Temsili demokrasi zaman açısından belirli bir yasal süreklilik ile tanımlanmışken, katılımcı demokrasinin ad-hock karakteri nedeniyle, zaman içinde kopukluklar ve açılıp-kapanmalardan ötürü, gözenekli ve kesikli bir zaman algısı yarattığı söylenilebilir mi? Diğer bir deyişle katılımcı demokrasi, zaman açısından süreksiz ve bu nedenle de rastlantısal bir yapıya mı sahip?

Katılımcı demokrasinin kalıcı ve kendi demokratik ortamında aldığı kararların geçerli ve uygulanabilir olması, temsili demokrasinin katılımcı demokrasiyi tanımış ve tanımlamış olmasına mı bağlıdır? Temsili demokrasinin bazı durumlarda (propaganda veya popülist amaçlarla vb.) “katılımcı” araçlar (referandum, anket vb.) kullanmış olması, “katılımcı demokrasi” örneği olabilir mi?

“Katılımcı bütçe” uygulamaları gibi uygulamalar, bir anlamda, temsili demokrasinin izin vermesi veya gerekli bulmuş olması gibi (geçici) katılımcılıklar,” katılımcı demokrasi” olarak düşünülebilir mi?

..........

* [Uygulanacak talimat]: Katılımcı demokrasi üzerine yukarıdaki metni, tek harfini bile değiştirmeden baştan sona yeniden yazın.

..........

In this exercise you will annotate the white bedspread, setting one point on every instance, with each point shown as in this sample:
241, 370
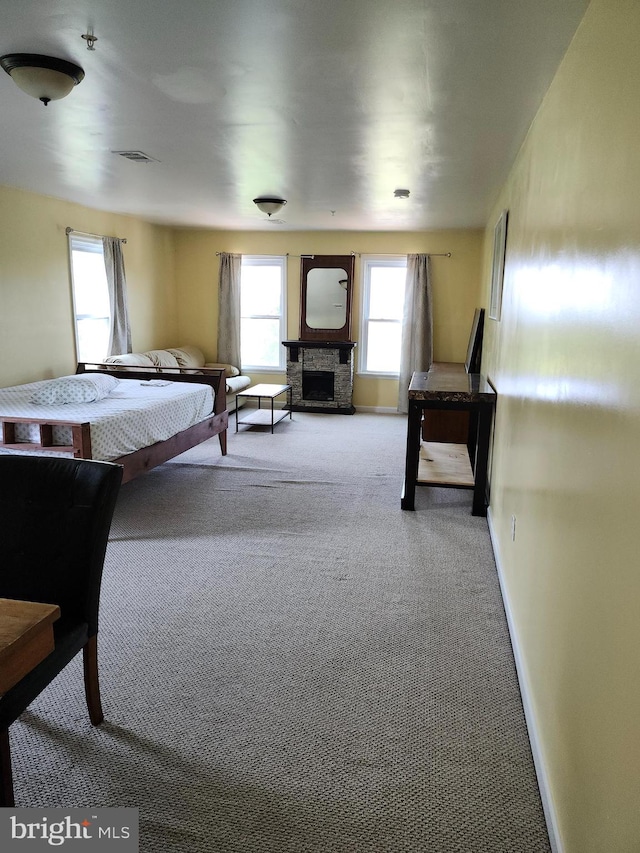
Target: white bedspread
134, 415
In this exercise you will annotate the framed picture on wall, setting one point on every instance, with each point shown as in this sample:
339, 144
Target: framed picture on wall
497, 270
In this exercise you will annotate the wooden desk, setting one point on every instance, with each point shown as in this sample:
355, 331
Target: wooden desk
26, 638
449, 387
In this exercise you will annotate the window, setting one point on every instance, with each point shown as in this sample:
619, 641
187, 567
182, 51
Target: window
90, 298
383, 302
262, 313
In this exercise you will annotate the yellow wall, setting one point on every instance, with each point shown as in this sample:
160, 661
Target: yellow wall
456, 286
36, 314
566, 362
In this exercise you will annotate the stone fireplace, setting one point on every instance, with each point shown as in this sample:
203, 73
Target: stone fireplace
321, 376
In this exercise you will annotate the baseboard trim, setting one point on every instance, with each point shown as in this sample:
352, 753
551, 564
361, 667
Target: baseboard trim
534, 740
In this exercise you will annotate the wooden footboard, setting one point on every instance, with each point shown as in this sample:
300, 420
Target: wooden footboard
146, 458
80, 437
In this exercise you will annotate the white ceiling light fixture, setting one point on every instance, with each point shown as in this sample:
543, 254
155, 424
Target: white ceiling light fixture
270, 205
43, 77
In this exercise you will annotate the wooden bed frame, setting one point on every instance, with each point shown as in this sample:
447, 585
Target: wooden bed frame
142, 460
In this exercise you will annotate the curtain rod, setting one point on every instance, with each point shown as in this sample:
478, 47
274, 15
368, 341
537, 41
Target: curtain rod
359, 254
89, 234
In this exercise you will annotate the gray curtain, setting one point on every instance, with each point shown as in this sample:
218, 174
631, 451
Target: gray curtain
120, 335
229, 309
417, 325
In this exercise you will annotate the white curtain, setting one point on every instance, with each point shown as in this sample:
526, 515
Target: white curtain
229, 309
120, 333
417, 325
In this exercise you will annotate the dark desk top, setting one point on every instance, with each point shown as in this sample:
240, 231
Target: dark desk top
449, 382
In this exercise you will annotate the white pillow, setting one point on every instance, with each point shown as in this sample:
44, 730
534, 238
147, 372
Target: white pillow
82, 388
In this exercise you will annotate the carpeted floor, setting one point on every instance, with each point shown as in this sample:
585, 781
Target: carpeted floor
291, 664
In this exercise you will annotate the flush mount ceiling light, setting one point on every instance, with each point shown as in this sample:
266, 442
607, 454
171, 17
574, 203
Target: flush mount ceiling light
42, 77
270, 205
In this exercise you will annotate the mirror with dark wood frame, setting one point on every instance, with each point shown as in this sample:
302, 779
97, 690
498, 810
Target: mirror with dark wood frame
326, 288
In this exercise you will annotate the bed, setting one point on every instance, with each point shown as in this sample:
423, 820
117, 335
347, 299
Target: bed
137, 418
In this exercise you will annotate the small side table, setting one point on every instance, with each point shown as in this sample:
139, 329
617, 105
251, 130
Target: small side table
267, 416
26, 638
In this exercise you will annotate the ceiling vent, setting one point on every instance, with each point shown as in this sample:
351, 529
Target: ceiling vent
135, 156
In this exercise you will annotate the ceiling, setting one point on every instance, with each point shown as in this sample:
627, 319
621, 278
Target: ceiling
330, 104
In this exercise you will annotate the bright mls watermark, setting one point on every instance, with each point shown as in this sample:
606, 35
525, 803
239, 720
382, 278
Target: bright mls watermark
27, 830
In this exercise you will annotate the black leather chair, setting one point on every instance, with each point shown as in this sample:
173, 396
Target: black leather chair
55, 516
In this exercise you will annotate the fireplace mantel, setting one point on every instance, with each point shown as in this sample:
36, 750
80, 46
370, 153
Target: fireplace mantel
321, 376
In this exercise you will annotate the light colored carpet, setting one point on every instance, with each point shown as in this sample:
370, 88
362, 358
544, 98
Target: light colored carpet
290, 663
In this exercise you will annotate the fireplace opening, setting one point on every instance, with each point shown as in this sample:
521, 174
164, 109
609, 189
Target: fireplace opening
317, 385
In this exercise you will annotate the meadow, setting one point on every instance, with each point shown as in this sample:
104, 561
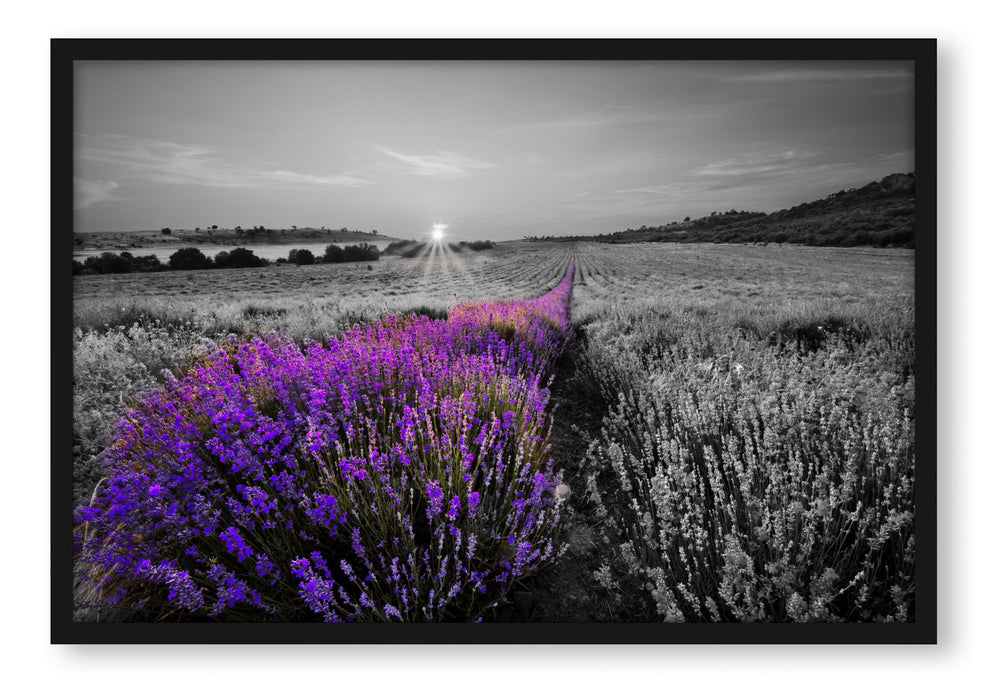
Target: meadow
725, 432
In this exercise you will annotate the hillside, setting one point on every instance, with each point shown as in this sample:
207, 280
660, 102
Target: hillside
127, 240
879, 214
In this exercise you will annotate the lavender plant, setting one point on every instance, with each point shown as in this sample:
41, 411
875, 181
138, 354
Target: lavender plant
739, 477
400, 471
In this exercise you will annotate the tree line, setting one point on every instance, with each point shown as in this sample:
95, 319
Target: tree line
195, 259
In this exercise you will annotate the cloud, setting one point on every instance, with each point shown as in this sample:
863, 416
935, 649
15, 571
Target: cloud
169, 163
90, 192
443, 164
594, 120
813, 74
758, 163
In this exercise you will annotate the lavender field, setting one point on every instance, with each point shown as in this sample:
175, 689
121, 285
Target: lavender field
545, 432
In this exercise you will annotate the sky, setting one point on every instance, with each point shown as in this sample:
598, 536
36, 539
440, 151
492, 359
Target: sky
491, 150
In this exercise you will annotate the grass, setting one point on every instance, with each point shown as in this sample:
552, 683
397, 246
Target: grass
681, 350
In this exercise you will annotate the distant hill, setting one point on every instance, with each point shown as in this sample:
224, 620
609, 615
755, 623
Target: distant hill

..........

* [Görev çözümü]:
Temsili demokrasi zaman açısından belirli bir yasal süreklilik ile tanımlanmışken, katılımcı demokrasinin ad-hock karakteri nedeniyle, zaman içinde kopukluklar ve açılıp-kapanmalardan ötürü, gözenekli ve kesikli bir zaman algısı yarattığı söylenilebilir mi? Diğer bir deyişle katılımcı demokrasi, zaman açısından süreksiz ve bu nedenle de rastlantısal bir yapıya mı sahip?

Katılımcı demokrasinin kalıcı ve kendi demokratik ortamında aldığı kararların geçerli ve uygulanabilir olması, temsili demokrasinin katılımcı demokrasiyi tanımış ve tanımlamış olmasına mı bağlıdır? Temsili demokrasinin bazı durumlarda (propaganda veya popülist amaçlarla vb.) “katılımcı” araçlar (referandum, anket vb.) kullanmış olması, “katılımcı demokrasi” örneği olabilir mi?

“Katılımcı bütçe” uygulamaları gibi uygulamalar, bir anlamda, temsili demokrasinin izin vermesi veya gerekli bulmuş olması gibi (geçici) katılımcılıklar,” katılımcı demokrasi” olarak düşünülebilir mi?